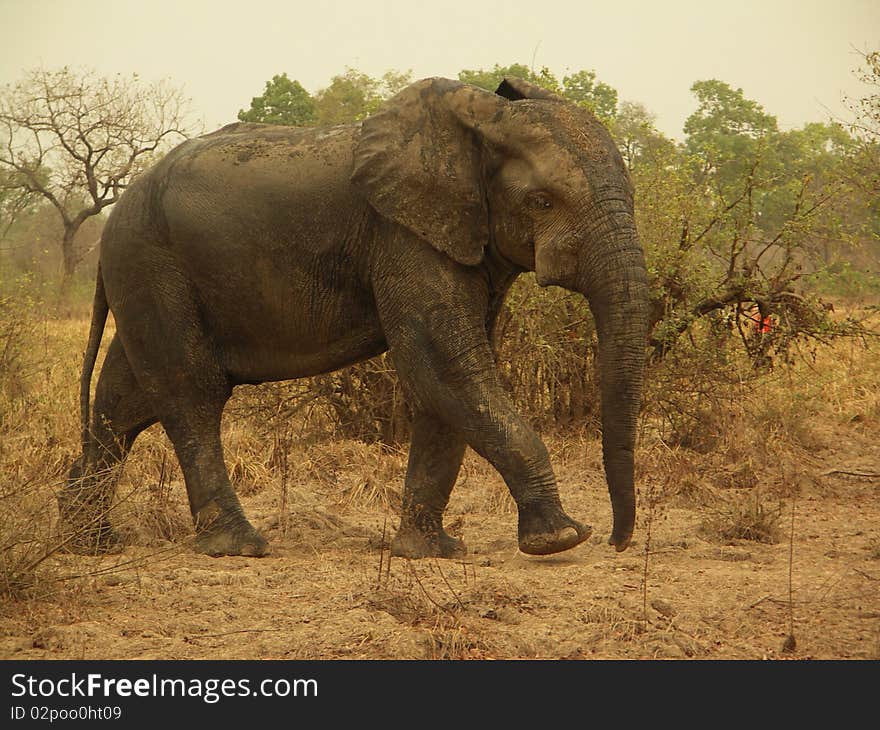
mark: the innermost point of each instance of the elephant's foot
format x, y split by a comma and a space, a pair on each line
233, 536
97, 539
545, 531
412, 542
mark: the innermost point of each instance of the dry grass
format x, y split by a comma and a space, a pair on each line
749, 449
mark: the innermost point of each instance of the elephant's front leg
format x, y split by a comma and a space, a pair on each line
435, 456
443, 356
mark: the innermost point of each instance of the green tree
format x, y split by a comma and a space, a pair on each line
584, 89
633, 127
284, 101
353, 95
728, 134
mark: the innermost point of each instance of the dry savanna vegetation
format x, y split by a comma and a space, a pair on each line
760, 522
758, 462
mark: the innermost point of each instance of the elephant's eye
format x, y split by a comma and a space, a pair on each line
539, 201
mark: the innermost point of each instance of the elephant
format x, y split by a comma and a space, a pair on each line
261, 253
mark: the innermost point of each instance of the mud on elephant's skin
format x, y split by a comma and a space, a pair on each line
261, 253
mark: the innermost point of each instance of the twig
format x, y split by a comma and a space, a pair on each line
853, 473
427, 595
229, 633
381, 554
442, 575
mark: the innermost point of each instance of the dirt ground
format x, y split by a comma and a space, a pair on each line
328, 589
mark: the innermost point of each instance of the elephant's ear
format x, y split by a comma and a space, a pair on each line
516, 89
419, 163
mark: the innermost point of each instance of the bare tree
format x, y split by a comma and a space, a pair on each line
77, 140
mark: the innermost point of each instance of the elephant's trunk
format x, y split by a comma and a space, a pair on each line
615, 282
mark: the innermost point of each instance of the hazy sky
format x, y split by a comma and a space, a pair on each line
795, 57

-- -- --

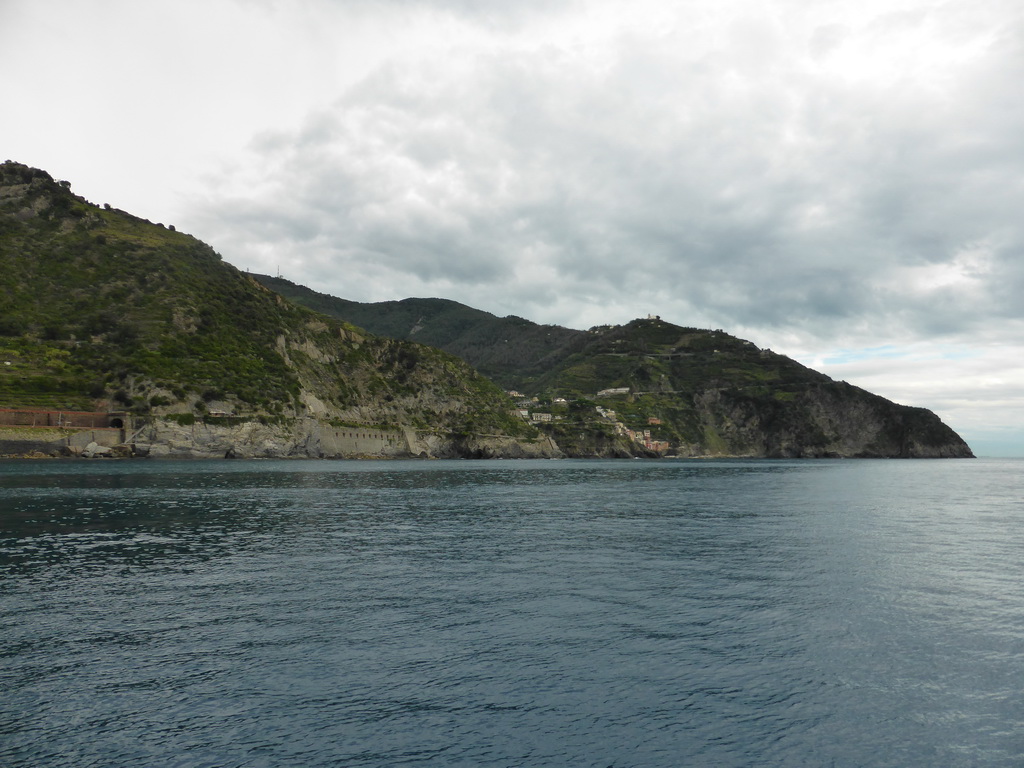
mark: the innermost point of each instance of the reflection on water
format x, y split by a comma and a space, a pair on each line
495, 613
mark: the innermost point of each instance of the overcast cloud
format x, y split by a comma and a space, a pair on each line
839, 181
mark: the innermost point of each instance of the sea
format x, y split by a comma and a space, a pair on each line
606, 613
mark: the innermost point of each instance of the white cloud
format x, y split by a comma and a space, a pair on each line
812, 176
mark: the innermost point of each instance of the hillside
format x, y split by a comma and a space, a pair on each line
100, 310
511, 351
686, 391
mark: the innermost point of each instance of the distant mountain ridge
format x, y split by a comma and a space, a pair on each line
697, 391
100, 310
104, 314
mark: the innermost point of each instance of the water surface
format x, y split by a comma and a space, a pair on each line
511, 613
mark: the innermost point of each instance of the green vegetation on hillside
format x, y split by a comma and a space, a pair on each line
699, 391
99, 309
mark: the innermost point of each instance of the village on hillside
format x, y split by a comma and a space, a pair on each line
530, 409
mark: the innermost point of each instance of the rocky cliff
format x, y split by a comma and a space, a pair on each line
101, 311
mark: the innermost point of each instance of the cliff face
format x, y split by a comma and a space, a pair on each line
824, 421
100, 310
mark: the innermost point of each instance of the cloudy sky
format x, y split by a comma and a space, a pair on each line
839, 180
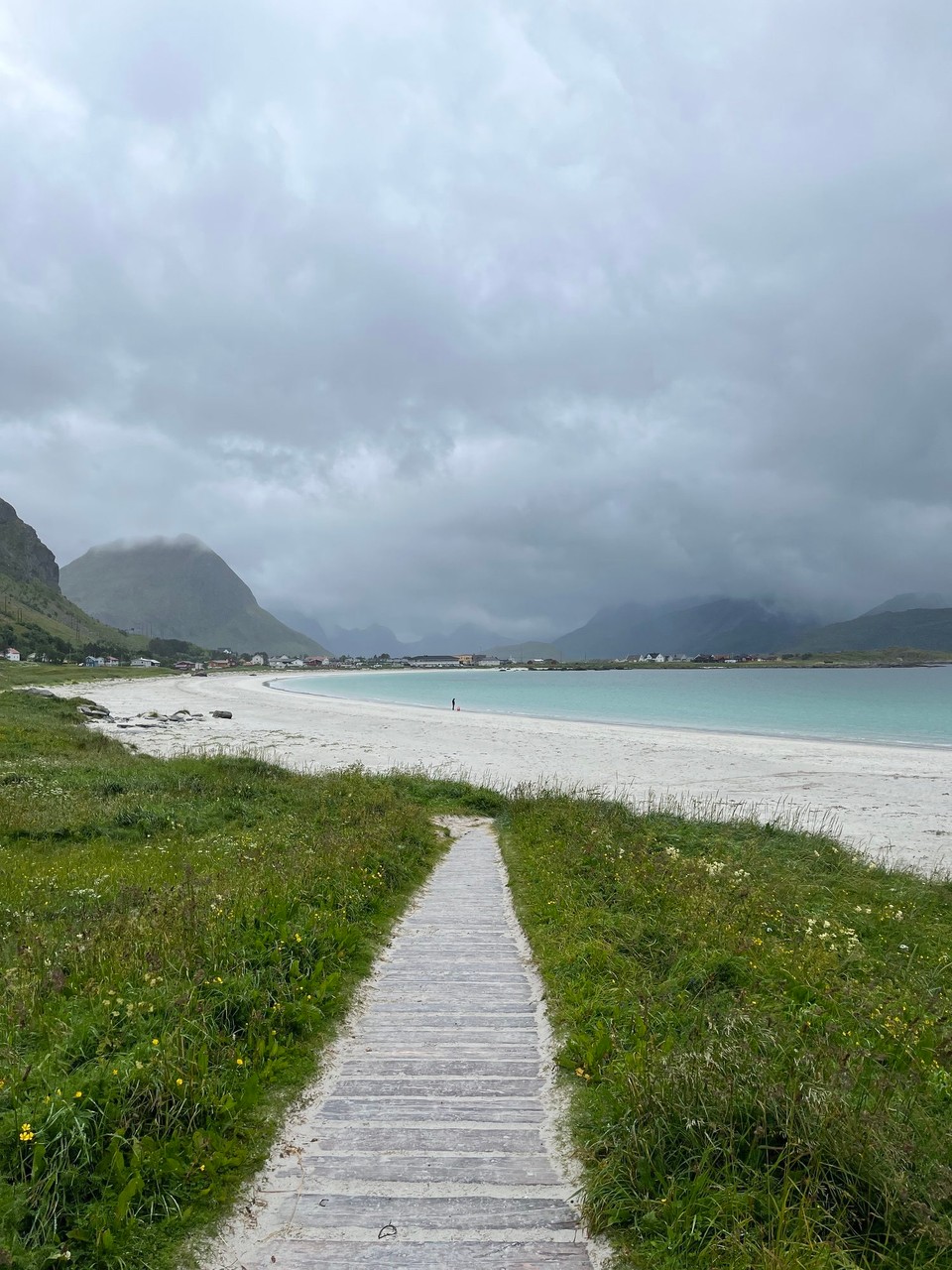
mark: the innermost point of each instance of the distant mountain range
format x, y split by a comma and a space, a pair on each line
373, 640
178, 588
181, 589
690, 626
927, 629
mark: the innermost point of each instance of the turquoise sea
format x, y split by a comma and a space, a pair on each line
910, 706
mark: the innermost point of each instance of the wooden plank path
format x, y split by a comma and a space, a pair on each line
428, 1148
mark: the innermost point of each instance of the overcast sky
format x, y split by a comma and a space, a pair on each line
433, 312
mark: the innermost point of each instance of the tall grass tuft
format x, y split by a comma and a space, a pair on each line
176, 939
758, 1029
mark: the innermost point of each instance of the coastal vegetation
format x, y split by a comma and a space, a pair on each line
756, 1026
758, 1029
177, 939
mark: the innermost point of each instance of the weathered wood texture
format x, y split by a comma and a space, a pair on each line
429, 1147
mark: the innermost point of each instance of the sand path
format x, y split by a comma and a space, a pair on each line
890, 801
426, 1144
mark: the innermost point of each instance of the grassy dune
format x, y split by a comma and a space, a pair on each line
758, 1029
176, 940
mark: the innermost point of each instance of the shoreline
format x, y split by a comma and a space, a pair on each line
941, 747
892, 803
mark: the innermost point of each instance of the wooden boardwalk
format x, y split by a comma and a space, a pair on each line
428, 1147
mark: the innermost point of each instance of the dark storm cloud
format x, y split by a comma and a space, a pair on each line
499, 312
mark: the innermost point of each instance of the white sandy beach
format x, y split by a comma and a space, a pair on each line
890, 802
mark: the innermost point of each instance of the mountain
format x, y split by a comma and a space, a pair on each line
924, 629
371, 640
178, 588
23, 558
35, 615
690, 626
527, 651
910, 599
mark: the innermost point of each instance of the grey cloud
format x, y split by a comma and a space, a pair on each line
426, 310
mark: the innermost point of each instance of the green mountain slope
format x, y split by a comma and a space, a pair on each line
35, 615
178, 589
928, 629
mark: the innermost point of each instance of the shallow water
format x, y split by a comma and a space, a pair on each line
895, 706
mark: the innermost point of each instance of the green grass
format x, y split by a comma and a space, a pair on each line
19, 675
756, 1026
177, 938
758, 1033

-- -- --

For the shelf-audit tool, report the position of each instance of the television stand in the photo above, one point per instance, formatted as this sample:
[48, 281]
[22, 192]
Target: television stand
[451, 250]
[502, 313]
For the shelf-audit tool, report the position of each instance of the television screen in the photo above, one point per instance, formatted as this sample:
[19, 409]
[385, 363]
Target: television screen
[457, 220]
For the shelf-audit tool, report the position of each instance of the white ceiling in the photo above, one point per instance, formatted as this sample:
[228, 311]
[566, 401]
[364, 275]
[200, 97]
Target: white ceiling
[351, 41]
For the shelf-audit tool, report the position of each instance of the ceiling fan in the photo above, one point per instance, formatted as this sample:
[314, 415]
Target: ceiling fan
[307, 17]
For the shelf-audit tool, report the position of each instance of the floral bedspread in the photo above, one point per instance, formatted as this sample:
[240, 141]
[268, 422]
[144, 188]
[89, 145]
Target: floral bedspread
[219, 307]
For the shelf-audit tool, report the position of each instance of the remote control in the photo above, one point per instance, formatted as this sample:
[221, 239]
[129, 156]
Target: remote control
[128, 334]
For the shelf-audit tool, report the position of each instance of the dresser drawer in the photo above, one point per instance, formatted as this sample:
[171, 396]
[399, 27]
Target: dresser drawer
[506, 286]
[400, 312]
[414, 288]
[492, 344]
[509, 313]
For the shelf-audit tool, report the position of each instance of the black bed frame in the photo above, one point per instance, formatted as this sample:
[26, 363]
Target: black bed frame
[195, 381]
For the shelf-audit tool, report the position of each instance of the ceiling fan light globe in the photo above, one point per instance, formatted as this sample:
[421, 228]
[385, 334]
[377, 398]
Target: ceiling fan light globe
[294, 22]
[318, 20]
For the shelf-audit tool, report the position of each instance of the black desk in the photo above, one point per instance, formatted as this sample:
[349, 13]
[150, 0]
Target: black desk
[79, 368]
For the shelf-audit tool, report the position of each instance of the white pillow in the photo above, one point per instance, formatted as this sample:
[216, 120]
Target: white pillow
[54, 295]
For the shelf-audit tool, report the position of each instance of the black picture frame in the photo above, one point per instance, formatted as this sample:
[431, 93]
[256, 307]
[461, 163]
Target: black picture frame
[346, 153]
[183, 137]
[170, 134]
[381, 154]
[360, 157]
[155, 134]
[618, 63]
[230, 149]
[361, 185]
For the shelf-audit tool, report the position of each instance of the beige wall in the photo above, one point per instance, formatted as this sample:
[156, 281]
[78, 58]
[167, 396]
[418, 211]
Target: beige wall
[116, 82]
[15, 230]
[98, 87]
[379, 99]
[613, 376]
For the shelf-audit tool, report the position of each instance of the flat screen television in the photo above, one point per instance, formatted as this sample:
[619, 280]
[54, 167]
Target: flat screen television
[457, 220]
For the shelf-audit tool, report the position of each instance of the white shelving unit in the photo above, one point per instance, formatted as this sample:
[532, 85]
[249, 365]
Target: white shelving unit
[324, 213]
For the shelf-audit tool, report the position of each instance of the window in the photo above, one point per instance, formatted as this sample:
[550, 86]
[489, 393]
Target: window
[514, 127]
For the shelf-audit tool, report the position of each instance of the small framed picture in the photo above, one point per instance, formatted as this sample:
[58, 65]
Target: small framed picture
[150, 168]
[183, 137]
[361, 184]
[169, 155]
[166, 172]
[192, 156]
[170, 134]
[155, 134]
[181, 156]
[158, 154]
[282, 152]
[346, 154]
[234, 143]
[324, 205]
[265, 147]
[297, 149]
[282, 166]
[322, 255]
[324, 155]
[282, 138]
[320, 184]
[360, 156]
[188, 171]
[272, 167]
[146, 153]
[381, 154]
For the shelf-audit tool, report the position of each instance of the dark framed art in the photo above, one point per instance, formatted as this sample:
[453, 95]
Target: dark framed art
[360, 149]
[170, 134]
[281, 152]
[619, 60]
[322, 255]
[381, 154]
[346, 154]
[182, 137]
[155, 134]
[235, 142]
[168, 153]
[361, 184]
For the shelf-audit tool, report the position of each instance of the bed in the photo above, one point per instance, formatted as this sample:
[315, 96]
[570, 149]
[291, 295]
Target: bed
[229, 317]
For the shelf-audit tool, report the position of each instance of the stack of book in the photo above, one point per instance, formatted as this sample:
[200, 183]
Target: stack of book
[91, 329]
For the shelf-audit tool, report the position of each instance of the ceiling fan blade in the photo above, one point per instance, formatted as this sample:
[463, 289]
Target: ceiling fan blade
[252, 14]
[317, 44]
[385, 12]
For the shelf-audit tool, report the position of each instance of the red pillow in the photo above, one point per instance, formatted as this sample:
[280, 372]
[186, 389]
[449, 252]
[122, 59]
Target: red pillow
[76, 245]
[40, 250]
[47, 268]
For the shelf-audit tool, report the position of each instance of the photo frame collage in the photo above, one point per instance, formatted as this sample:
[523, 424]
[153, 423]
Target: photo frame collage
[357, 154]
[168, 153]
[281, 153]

-- -- --

Count the lines of the data above that contain the word "framed", and reply with that number alone.

→ Task result
4